The state Supreme Court upheld a decision by the Legislature to earmark $93 million in future tobacco settlement funds for rural construction projects.
In a 3-2 ruling handed down Friday, the high court found against an anti-tobacco activist who wanted the Legislature to make more tobacco money available for health-related activities.
Eric Myers of the American Cancer Society attempted to block the bond sale in 2000, arguing it would commit future legislators to spend revenues in a specific way.
That would violate the state constitution's prohibition against earmarking funds, he argued.
Alaska is projected to receive $16 million to $36 million each year over the next 28 years under a settlement reached with four major tobacco companies.
But faced with a separate court ruling to improve rural schools, the Legislature three years ago decided it wanted to use some of the money right away.
So the Legislature arranged for the Alaska Housing Finance Corp. to sell revenue bonds that would be paid back with future tobacco payments. The Legislature then spent the proceeds from the bonds.
In the majority opinion, Justice Walter J. Carpeneti likened the tobacco money not to income but to state property, which the Legislature has the authority to sell. Justices Warren Matthews and Robert Eastaugh agreed.
But in a dissenting opinion, Justice Alexander Bryner argued that the deal crafted by the Legislature sells "the fruit of the state's revenue tree ... years in advance" rather than "one year at a time, as it ripens."
The Legislature improperly dedicated funds to a specific purpose by promising to use future tobacco payments to retire the bonds, Bryner argued.
Chief Justice Dana Fabe also dissented.

───

# [Your instructions]
Answer these questions from the article:
1. Who tried to block the bond sale in 2000?
2. How much is Alaska projected to receive each year from the tobacco settlement, and for how many years?
3. Which justice wrote the majority opinion?
The rows are separate material and have no connection to the article.

───

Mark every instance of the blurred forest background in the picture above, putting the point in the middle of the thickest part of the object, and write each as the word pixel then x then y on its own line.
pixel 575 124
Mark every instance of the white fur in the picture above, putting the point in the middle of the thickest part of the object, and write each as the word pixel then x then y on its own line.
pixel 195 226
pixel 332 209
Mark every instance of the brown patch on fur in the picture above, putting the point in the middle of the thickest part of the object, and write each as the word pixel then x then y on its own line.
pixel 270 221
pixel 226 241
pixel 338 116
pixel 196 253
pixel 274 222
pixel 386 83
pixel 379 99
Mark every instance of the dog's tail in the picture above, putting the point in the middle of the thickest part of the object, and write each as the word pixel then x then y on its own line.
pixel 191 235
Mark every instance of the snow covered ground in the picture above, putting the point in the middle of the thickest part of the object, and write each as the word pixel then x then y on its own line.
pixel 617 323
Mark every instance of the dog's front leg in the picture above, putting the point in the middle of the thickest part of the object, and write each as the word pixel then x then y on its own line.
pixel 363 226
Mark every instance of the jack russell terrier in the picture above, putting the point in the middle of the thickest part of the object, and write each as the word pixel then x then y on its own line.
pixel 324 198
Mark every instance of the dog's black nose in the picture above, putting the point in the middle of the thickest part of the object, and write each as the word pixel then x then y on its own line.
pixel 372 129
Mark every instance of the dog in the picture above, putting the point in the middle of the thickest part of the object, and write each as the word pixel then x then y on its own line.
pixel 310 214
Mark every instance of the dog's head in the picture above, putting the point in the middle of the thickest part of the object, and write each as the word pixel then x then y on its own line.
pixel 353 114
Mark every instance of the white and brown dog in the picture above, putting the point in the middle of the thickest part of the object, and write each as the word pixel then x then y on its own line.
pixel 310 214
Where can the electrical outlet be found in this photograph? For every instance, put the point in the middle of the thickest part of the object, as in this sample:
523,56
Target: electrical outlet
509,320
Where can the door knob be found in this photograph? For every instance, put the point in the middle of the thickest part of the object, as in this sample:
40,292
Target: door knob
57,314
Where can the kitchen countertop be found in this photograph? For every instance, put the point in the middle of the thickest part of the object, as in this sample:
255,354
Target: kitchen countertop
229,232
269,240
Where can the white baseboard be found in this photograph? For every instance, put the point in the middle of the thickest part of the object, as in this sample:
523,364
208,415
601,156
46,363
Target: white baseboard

───

# [Your solution]
1. Eric Myers of the American Cancer Society
2. $16 million to $36 million each year over the next 28 years
3. Justice Walter J. Carpeneti